What you need to do:
Return the material exactly. Every line must stay as it is.

Entries provided:
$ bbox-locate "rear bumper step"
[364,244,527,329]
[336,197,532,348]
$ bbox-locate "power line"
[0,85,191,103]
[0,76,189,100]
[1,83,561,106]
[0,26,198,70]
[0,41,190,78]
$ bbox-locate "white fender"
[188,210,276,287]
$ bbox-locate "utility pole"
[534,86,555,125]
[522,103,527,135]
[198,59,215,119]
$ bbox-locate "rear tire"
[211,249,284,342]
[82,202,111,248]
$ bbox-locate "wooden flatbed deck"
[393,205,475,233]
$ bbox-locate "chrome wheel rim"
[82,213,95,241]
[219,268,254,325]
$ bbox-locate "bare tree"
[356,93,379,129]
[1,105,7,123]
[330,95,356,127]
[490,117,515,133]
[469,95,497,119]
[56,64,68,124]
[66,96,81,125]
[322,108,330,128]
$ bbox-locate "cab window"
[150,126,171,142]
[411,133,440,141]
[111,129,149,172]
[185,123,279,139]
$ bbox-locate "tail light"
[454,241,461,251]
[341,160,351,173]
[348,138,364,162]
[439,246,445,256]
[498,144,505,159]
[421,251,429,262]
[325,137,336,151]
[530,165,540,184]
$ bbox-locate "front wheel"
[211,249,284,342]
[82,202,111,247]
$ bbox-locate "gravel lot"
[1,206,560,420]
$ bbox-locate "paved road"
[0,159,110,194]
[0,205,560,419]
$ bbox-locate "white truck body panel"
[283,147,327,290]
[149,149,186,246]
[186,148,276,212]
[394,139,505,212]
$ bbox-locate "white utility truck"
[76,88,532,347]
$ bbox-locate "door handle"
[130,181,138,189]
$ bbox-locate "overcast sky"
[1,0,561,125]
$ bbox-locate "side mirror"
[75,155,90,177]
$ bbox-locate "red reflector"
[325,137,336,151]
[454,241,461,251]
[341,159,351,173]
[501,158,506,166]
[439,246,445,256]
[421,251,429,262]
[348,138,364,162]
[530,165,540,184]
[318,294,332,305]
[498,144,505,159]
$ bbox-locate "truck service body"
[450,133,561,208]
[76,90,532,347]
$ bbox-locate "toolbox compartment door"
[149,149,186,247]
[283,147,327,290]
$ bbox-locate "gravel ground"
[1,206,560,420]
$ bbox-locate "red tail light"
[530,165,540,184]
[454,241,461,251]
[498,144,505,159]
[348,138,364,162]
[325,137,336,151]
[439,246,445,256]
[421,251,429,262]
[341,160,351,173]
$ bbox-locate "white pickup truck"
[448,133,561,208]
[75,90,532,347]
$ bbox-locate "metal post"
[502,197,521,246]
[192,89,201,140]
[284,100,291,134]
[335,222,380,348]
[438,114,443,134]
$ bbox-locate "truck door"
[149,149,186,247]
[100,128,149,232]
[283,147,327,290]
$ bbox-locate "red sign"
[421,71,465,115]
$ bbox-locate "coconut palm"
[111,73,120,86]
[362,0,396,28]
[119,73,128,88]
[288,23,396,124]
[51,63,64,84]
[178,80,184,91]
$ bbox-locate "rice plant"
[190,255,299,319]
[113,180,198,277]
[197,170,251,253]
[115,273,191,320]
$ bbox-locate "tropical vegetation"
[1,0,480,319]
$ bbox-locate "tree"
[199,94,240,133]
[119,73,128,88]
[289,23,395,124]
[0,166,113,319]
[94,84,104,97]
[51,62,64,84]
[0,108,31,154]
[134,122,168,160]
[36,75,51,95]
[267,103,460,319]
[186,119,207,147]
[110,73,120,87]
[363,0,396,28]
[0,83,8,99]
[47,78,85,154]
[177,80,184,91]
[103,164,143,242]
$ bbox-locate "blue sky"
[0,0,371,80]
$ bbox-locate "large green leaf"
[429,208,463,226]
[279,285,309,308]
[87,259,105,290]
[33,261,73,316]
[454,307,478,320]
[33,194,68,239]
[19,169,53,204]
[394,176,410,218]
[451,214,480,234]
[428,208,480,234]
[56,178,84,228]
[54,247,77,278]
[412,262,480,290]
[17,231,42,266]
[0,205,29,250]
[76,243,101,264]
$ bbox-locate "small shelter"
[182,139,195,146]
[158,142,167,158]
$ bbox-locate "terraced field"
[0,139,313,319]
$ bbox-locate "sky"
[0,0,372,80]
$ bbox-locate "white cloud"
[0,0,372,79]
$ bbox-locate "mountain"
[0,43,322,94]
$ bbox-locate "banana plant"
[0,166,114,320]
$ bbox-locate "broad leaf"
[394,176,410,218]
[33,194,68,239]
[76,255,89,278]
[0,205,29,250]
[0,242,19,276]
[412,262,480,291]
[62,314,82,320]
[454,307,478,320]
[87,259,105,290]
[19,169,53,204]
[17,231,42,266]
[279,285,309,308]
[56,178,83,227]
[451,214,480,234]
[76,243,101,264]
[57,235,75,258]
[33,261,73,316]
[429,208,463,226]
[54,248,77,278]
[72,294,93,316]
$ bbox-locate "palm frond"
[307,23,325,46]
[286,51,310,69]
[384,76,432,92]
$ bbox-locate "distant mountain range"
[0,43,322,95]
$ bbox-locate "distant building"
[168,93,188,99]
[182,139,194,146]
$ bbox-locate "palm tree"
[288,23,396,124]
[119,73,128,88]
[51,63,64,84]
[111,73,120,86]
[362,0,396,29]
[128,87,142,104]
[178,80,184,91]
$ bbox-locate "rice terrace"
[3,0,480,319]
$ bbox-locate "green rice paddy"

Result of the exercise:
$ bbox-locate "rear bumper step"
[364,244,527,329]
[336,197,532,348]
$ bbox-locate "power line"
[0,85,191,103]
[0,76,189,100]
[1,83,561,106]
[0,26,198,70]
[0,41,190,78]
$ bbox-locate "white fender"
[188,210,276,287]
$ bbox-locate "utility pole"
[534,86,555,125]
[522,103,527,135]
[198,59,215,119]
$ bbox-locate "rear tire"
[211,249,284,342]
[82,202,111,248]
$ bbox-locate "wooden flatbed deck"
[393,205,475,233]
$ bbox-locate "chrome wheel rim"
[82,213,95,241]
[219,268,254,325]
$ bbox-locate "bare tree"
[356,93,379,129]
[1,105,7,123]
[330,95,356,127]
[490,117,515,133]
[469,95,497,119]
[56,64,68,124]
[66,96,81,125]
[322,108,330,128]
$ bbox-locate "cab window"
[150,126,171,142]
[411,133,440,141]
[111,129,149,172]
[185,123,279,139]
$ bbox-locate "tail light"
[454,241,461,251]
[341,160,351,173]
[348,138,364,162]
[439,246,445,256]
[498,144,505,159]
[421,251,429,262]
[325,137,336,151]
[530,165,540,184]
$ bbox-locate "front wheel"
[211,249,284,342]
[82,202,111,247]
$ bbox-locate "gravel lot"
[1,206,560,420]
$ bbox-locate "paved road"
[0,159,110,194]
[0,205,560,419]
$ bbox-locate "white truck body panel"
[283,147,327,290]
[149,149,186,246]
[186,148,276,212]
[394,139,505,212]
$ bbox-locate "white utility truck"
[76,88,532,347]
$ bbox-locate "door handle"
[130,181,138,189]
$ bbox-locate "overcast sky"
[1,0,561,125]
$ bbox-locate "side mirror"
[75,155,90,177]
$ bbox-locate "red reflector"
[325,137,336,151]
[454,241,461,251]
[341,159,351,173]
[501,158,506,166]
[439,246,445,256]
[421,251,429,262]
[348,138,364,162]
[530,165,540,184]
[318,294,332,305]
[498,144,505,159]
$ bbox-locate "truck service body"
[450,133,561,208]
[76,90,532,347]
$ bbox-locate "toolbox compartment door"
[149,149,186,247]
[283,147,327,290]
$ bbox-locate "gravel ground"
[1,206,560,420]
$ bbox-locate "red tail light"
[530,165,540,184]
[454,241,461,251]
[498,144,505,159]
[348,138,364,162]
[325,137,336,151]
[439,246,445,256]
[421,251,429,262]
[341,160,351,173]
$ bbox-locate "white pickup truck"
[448,133,561,208]
[75,90,532,347]
$ bbox-locate "metal post"
[502,197,521,246]
[192,89,201,140]
[284,100,291,134]
[335,222,380,348]
[438,114,443,134]
$ bbox-locate "truck door"
[149,149,186,247]
[100,128,149,232]
[283,147,327,290]
$ bbox-locate "red sign"
[421,71,465,115]
$ bbox-locate "coconut palm"
[111,73,120,86]
[362,0,396,28]
[119,73,128,88]
[288,23,396,124]
[51,63,64,84]
[178,80,184,91]
$ bbox-locate "rice plant"
[190,255,299,319]
[113,180,198,277]
[197,170,251,253]
[115,273,191,320]
$ bbox-locate "tropical vegetation"
[1,0,480,319]
$ bbox-locate "tree"
[199,94,240,133]
[119,73,128,88]
[289,23,395,124]
[0,166,113,319]
[94,84,104,97]
[51,62,64,84]
[0,108,31,154]
[134,122,168,160]
[36,75,51,95]
[267,103,460,319]
[186,119,207,147]
[110,73,120,87]
[363,0,396,28]
[0,83,8,99]
[47,78,85,154]
[177,80,184,91]
[103,164,143,242]
$ bbox-locate "blue sky"
[0,0,371,80]
$ bbox-locate "large green leaf"
[429,208,463,226]
[279,285,309,308]
[87,259,105,290]
[33,261,73,316]
[454,307,478,320]
[33,194,68,239]
[19,169,53,204]
[394,176,410,218]
[451,214,480,234]
[428,208,480,234]
[56,178,84,228]
[54,247,77,278]
[412,262,480,290]
[17,231,42,266]
[0,205,29,250]
[76,243,101,264]
$ bbox-locate "small shelter"
[182,139,195,146]
[158,142,167,158]
$ bbox-locate "terraced field"
[0,139,313,319]
$ bbox-locate "sky"
[0,0,372,80]
$ bbox-locate "white cloud"
[0,0,372,79]
$ bbox-locate "mountain"
[0,43,322,94]
$ bbox-locate "banana plant"
[0,166,114,320]
$ bbox-locate "broad leaf"
[394,176,410,218]
[33,194,68,239]
[76,255,89,278]
[0,205,29,250]
[0,242,19,276]
[412,262,480,291]
[62,314,82,320]
[454,307,478,320]
[87,259,105,290]
[19,169,53,204]
[17,231,42,266]
[279,285,309,308]
[56,178,83,227]
[451,214,480,234]
[76,243,101,264]
[57,235,75,258]
[33,261,73,316]
[429,208,463,226]
[54,248,77,278]
[72,294,93,316]
$ bbox-locate "palm frond"
[307,23,325,46]
[286,51,310,69]
[384,76,432,92]
$ bbox-locate "distant mountain range"
[0,43,322,95]
$ bbox-locate "distant building"
[168,93,188,99]
[182,139,194,146]
$ bbox-locate "palm tree"
[288,23,396,124]
[119,73,128,88]
[51,63,64,84]
[111,73,120,86]
[362,0,396,29]
[128,87,142,104]
[178,80,184,91]
$ bbox-locate "rice terrace"
[3,0,480,319]
$ bbox-locate "green rice paddy"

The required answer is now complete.